*Excerpted records*.

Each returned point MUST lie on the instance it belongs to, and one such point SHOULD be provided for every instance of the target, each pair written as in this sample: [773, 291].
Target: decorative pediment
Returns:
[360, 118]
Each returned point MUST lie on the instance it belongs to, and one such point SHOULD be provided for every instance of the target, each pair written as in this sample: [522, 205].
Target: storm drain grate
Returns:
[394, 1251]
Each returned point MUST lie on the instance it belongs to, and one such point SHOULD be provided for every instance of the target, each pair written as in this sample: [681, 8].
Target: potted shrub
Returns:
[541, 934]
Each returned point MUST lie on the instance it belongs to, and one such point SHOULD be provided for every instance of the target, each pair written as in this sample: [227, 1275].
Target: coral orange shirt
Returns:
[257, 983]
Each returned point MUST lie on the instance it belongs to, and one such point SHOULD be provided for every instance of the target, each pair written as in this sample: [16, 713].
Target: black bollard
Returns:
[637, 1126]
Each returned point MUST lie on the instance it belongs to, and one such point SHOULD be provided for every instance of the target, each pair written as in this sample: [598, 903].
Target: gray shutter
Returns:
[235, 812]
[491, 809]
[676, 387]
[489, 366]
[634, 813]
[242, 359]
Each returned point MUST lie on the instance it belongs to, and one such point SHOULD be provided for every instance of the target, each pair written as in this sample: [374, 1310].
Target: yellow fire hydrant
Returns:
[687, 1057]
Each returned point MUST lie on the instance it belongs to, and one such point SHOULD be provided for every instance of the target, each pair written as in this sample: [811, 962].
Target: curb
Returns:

*Exercise brief*.
Return, word for word, the lines starting with the one containing "sample: [598, 903]." and going on through the final line.

*Result for this task*.
Each returned point MUST lie on the instance it belongs to, and one such point SHOULD be provided for every instance of the target, each pair written as in this sample: [598, 903].
Target: gray shutter
Returns:
[235, 812]
[491, 809]
[676, 387]
[489, 366]
[634, 813]
[242, 359]
Each returned point MUST lie on the instance it belongs to, and one such point SHOULD be provided for every instance of the target, each pair written as in this sample: [374, 1310].
Target: yellow fire hydrant
Returns:
[687, 1057]
Each returned point MUST lie on the instance it belongs to, and one such point SHOULD be provided for every instance of the target, each pair written as in this sample: [811, 962].
Target: curb
Returns:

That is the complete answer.